__PROBLEM__.
Write out the following records exactly, each one in full.
____
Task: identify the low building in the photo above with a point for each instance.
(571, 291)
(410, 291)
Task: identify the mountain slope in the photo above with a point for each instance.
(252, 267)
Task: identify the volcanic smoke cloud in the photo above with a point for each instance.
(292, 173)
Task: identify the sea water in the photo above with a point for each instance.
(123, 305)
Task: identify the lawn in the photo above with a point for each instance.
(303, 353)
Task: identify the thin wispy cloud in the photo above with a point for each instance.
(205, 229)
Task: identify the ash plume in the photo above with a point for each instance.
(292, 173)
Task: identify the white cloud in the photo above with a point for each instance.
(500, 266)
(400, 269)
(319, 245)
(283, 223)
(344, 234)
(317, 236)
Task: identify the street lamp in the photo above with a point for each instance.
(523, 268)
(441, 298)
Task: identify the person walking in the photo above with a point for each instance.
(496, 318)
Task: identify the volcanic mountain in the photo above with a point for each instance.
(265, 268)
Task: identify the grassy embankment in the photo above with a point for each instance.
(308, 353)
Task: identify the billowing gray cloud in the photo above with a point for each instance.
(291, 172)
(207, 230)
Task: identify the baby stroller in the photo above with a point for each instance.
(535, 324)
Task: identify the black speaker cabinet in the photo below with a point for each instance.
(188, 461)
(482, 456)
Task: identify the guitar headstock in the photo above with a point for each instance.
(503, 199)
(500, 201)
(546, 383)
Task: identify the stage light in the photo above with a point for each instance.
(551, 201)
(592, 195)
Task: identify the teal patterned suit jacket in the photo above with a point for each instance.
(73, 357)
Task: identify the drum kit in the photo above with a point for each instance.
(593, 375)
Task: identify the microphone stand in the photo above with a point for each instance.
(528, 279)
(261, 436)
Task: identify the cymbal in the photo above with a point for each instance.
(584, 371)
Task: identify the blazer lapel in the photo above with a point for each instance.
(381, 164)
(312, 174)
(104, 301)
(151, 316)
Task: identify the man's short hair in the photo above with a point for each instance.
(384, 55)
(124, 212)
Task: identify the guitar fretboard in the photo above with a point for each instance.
____
__FINAL ANSWER__.
Task: identify the low building in the photo above with a point for each instance.
(571, 291)
(410, 291)
Task: identify the mountain slope in the photo above with a point for each instance.
(252, 267)
Task: identify the volcanic smoke cloud in the photo above with a point for each instance.
(292, 173)
Task: identify the sea water in the photo above with a point for each instance.
(123, 305)
Task: identify the lawn in the photo above with a point for each instance.
(303, 353)
Task: identify the thin wispy cloud in the photo above with a point for each instance.
(205, 229)
Task: identify the ash plume in the photo above with a point for each instance.
(292, 173)
Task: identify the white cloud in the photo above with a point for each instance.
(500, 266)
(400, 269)
(319, 245)
(283, 223)
(344, 234)
(317, 236)
Task: identify the street lamp in the photo above with a point for each instance.
(523, 268)
(441, 298)
Task: identify the person walking in the photo above with a point for each instance.
(496, 318)
Task: identify the volcanic mountain in the photo above with a point for each instance.
(265, 268)
Task: identify the grassy embankment in the photo above with a point for each instance.
(308, 353)
Task: identify the billowing gray cloud in the photo above with a point for each instance.
(291, 172)
(207, 230)
Task: identify the baby stroller in the photo above with a point for each instance.
(535, 324)
Task: identify the black speaker cabinet in the photo below with a point for each instance.
(188, 461)
(482, 456)
Task: identify the guitar headstock in the photo above with a point for each instance.
(503, 199)
(500, 201)
(546, 383)
Task: identify the stage light in the photo above with a point for each instance.
(551, 201)
(592, 195)
Task: identify the teal patterned suit jacket in the photo above with a point for each instance.
(73, 357)
Task: identify the drum kit in the photo above with a point for each instance.
(593, 375)
Task: identify the microphone stand in the photo above with a point for each instance.
(528, 279)
(261, 436)
Task: identify the cymbal in the photo above with a point for each instance.
(584, 371)
Task: identify the blazer lapel in the photo above with a point for each instance.
(381, 164)
(312, 174)
(104, 301)
(151, 316)
Task: identify the man's short hair in the photo above with a point for each instance.
(384, 55)
(124, 212)
Task: identify the guitar fretboard in the photo above with a point for each instance.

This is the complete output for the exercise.